This is the **fifteenth script to run** in the workflow.  

# Merge Harmonised Eurobarometer Surveys (2007–2022)

This script consolidates multiple **harmonised Eurobarometer surveys** into a single dataset covering **2007–2022**.  

---

## Data Source  
The original Eurobarometer datasets were downloaded from the official **GESIS Eurobarometer Data Service**:  
👉 [GESIS – Eurobarometer Data Service](https://www.gesis.org/en/eurobarometer-data-service/survey-series/topics#:~:text=Natural,-Resources%3A%20Energy)  

---

## Harmonisation Process (done in Stata)  
Before merging, each survey wave was **harmonised in Stata** into a standard format with the variable `climate_risk_perception`.  

### Key Details:
The harmonisation was implemented in the do-file: `eurobarometer_harmonization`.

In [None]:
import pandas as pd
import os

# === Input folder containing harmonised Eurobarometer CSVs ===
in_path = "insert/your/path/"

# === List of harmonised CSV files to merge ===
# Each file corresponds to one Eurobarometer wave (already harmonised).
files = [
    f"{in_path}/EB68.2_2007_harmonised.csv",
    f"{in_path}/EB71.1_2009_harmonised.csv",
    f"{in_path}/EB75.4_2011_harmonised.csv",
    f"{in_path}/EB80.2_2013_harmonised.csv",
    f"{in_path}/EB83.4_2015_harmonised.csv",
    f"{in_path}/EB88.1_2017_harmonised.csv",
    f"{in_path}/EB92.4_2019_harmonised.csv",
    f"{in_path}/EB95.1_2021_harmonised.csv",
    f"{in_path}/EB97.3_2022_harmonised.csv",
    f"{in_path}/EB2020_harmonised.csv"   # Special survey from 2020
]

# === Load each file into a DataFrame ===
dfs = [pd.read_csv(f) for f in files]

# === Concatenate all waves vertically into one dataset ===
merged = pd.concat(dfs, ignore_index=True)

# === Sort by country and survey year (if these columns exist) ===
sort_cols = [c for c in ["country", "eb_year"] if c in merged.columns]
merged = merged.sort_values(by=sort_cols).reset_index(drop=True)

# === Save the merged dataset to CSV ===
out_path = f"{in_path}/EB_merged_2007_2022.csv"
merged.to_csv(out_path, index=False)

print(f"Merged dataset saved to {out_path}")

This is the **sixteenth script to run** in the workflow.  

# Eurobarometer Climate Risk Perception – Interpolated Panel (2004–2025)

This script creates an **harmonised panel dataset** of Eurobarometer climate risk perception indicators, interpolated across years, and extended back to 2004.
- Interpolation ensures continuous time coverage for regression analysis.  
- Backfilling 2004–2006 keeps all rows in the panel → avoids losing early government/directive matches in **Stata regressions**.  
- If a stricter design is preferred, these years can be dropped instead.  

In [None]:
import pandas as pd

# === Path to EB merged dataset ===
eb_path = "insert/your/path/EB_merged_2007_2022.csv"

- _Given request_:
Reproduce the Eurobarometer notebook word for word, from "This script creates" to "in **Stata regressions**.". The listing that comes next has nothing to do with the Eurobarometer notebook.

- _Record excerpts_:
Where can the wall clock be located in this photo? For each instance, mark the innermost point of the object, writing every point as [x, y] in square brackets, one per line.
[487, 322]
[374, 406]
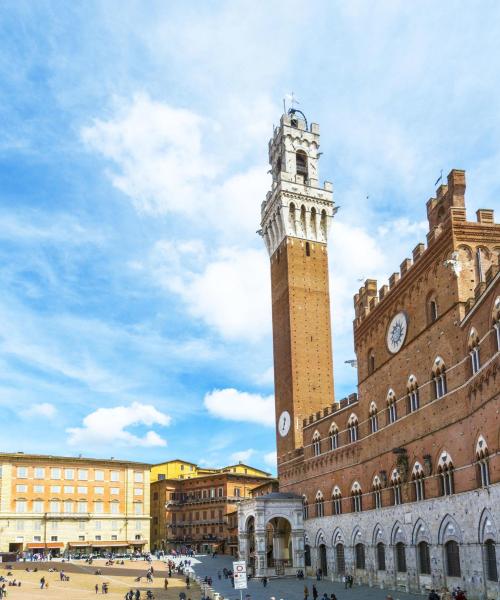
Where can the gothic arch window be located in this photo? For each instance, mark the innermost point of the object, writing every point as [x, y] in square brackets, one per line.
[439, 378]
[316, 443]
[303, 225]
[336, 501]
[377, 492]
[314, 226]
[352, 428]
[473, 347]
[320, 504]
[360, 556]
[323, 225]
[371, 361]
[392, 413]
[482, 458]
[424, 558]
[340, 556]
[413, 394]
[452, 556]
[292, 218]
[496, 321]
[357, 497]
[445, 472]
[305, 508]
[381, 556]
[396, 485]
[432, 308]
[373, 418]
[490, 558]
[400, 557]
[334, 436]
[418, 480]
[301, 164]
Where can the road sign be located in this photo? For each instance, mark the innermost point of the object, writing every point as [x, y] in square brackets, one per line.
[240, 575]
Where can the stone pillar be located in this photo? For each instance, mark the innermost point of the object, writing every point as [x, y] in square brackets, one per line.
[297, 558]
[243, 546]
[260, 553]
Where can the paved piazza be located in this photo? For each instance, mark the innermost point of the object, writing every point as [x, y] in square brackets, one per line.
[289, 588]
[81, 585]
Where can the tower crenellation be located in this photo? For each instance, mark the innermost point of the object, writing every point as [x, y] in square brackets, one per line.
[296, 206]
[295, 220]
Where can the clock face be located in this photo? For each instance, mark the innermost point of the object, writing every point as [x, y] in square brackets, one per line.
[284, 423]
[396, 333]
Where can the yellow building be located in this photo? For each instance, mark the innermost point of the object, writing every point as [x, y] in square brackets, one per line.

- _Output_:
This script creates an **harmonised panel dataset** of Eurobarometer climate risk perception indicators, interpolated across years, and extended back to 2004.
- Interpolation ensures continuous time coverage for regression analysis.  
- Backfilling 2004–2006 keeps all rows in the panel → avoids losing early government/directive matches in **Stata regressions**.